> **EXTRACTED TEXT**

******************************

This paper sets out to design a blazing-fast router, using an optical interconnect and technology FROM THE FUTURE (actually, since this paper was written in 2003, technology of last year). Their proposed design routes packets between 640 linecards (each running at 160 Gb/s) for a total throughput of 100Tb/s. As a point of reference, this would be equivalent to every person in the United States transmitting data at 333kbps, or every person on earth transmitting at 18kbps. Obviously, you aren't going to need many of these routers.

The core of the router design is a passive interconnect that carefully distributes packets between line cards. Basically, incoming packets on each line card are distributed evenly across different sets of intermediate queues, which are, in turn, serviced in a round-robin fashion. This is a "load-balanced switch" -- an existing design prior to this paper -- and can guarantee 100% throughput as long as packet destinations are distributed uniformly.

This paper makes this load-balanced switch idea more feasible by lowering the power consumption -- using passive optics for the connecting fabric instead of active electronics -- as well as by addressing other faults:
- Throughput. The paper adds an additional queue to make sure that packets get distributed "uniformly" enough to guarantee good throughput (without this, one could get quite unlucky and always hit just one intermediate queue, getting only 1/N of your link bandwidth).
- Packet Mis-sequencing. The throughput queue also helps keep packet mis-sequencing errors small, so an output buffer of small size can re-order effectively. (They call this scheme 'Full Ordered Frames First'.)
- Linecard Placement. In the original design, one needs exactly N linecards connected in a uniform way. In a real system, one probably wants to be able to fill in racks piecemeal or take broken linecards offline. The authors address this by partitioning the switch into two stages, and adding some reconfigurability to the "local" switches to keep packet distribution uniform.

The paper concludes by noting that there are some other barriers to the creation of such an Ur-Router as this -- notably, getting the electronics to actually run fast enough.

Thoughts:

- Has anyone built one of these? Is there actually any need to put this much routing throughput in one spot?

- This paper trades latency for throughput. As a quick thought experiment: say the router uses 40-byte packets; then it takes 32ns to transmit a packet to a queue. In an "empty" router, the packet will land in a queue and about 320 steps in the future that queue will be serviced, for an end-to-end delay of about 10 microseconds. In a full router, things are a bit more complicated. The packet will be queued on input in a queue of length 640, queued in a VOQ of length 640 (not sure on this one), and finally queued in a reorder queue of, potentially, length 640^2. This ends up in a 13 millisecond delay. Even though the final delay isn't very significant, is this sort of trade-off the right one to make?

******************************

> **INSTRUCTIONS**
1: List the labeled faults that the router summary says the paper addresses besides power consumption.
2: Reproduce the portion of the router summary starting with "- Has anyone" and going on through "one to make?".
Rely on the router summary alone.

> **Coordinate annotation entries**
******************************

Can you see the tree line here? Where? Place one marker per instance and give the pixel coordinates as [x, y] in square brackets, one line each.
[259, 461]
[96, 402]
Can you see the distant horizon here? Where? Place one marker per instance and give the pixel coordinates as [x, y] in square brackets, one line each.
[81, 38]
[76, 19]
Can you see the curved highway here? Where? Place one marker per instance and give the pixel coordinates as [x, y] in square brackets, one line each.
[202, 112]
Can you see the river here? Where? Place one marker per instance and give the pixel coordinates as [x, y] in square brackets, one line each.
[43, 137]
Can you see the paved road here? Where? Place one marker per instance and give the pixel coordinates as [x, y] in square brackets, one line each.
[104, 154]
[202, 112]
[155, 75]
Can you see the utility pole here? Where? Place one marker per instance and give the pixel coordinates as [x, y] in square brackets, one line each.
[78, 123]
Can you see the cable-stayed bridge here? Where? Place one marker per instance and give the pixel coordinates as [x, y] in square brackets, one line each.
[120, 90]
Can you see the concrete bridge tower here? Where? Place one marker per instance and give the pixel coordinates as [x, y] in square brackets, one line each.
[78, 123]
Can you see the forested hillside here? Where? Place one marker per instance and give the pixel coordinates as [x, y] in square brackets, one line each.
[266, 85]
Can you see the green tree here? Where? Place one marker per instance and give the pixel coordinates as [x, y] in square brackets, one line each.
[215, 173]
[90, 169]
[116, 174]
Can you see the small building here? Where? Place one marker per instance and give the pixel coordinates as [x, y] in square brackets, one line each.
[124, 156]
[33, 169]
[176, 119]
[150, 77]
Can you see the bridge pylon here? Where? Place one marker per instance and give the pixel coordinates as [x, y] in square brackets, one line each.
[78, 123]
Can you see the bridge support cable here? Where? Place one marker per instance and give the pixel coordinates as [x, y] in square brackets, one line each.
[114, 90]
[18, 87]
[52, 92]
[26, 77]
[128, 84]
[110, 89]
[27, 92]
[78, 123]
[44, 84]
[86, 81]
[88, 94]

******************************

> **ANSWERS FOR THIS EXERCISE**
1: Throughput; Packet Mis-sequencing; Linecard Placement

2:
- Has anyone built one of these? Is there actually any need to put this much routing throughput in one spot?

- This paper trades latency for throughput. As a quick thought experiment: say the router uses 40-byte packets; then it takes 32ns to transmit a packet to a queue. In an "empty" router, the packet will land in a queue and about 320 steps in the future that queue will be serviced, for an end-to-end delay of about 10 microseconds. In a full router, things are a bit more complicated. The packet will be queued on input in a queue of length 640, queued in a VOQ of length 640 (not sure on this one), and finally queued in a reorder queue of, potentially, length 640^2. This ends up in a 13 millisecond delay. Even though the final delay isn't very significant, is this sort of trade-off the right one to make?